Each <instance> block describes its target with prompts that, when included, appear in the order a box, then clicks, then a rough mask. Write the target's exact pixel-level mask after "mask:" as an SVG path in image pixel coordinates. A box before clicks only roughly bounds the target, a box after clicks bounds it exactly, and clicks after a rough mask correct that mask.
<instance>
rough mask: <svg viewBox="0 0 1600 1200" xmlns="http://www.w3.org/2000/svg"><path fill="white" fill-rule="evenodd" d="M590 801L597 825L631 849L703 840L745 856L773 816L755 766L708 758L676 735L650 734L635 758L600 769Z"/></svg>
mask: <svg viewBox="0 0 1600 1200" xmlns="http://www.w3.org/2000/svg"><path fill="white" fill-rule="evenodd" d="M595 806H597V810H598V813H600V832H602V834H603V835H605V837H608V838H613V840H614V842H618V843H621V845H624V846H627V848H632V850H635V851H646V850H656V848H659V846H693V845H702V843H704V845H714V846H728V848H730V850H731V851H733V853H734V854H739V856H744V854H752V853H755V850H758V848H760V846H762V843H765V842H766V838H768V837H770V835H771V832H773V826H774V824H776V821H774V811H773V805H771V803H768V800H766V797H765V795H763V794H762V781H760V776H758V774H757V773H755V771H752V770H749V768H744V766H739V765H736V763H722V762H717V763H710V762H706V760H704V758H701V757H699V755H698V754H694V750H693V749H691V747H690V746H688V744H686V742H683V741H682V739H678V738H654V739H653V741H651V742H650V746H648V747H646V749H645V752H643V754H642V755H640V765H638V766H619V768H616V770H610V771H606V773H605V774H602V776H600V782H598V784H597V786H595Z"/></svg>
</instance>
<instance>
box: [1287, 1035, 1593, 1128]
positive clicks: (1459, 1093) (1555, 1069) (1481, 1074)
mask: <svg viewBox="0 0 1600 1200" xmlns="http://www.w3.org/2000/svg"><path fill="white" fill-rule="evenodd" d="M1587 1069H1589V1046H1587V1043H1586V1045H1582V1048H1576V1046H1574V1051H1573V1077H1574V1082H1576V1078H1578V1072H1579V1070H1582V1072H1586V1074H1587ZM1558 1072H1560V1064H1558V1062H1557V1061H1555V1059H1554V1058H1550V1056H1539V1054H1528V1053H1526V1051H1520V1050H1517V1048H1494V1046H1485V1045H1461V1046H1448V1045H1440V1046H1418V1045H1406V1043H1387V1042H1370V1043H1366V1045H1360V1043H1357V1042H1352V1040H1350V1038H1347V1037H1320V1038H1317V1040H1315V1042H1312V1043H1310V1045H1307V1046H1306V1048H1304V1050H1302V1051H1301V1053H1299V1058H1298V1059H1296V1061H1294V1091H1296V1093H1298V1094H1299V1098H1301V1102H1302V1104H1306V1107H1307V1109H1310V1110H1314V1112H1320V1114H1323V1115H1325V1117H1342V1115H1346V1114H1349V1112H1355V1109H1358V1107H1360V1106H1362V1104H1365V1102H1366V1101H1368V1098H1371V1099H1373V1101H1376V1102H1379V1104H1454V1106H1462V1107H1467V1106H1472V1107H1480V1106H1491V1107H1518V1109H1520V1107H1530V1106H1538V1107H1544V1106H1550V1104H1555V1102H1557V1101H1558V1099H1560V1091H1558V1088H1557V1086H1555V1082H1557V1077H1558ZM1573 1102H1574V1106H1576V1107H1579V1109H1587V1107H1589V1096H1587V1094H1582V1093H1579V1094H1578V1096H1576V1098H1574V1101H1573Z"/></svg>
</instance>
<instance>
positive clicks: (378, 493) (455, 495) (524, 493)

## Directions for this task
How many lines of the records above contain the string "positive" with the same capitalization? Reply with the number alone.

## Written reply
2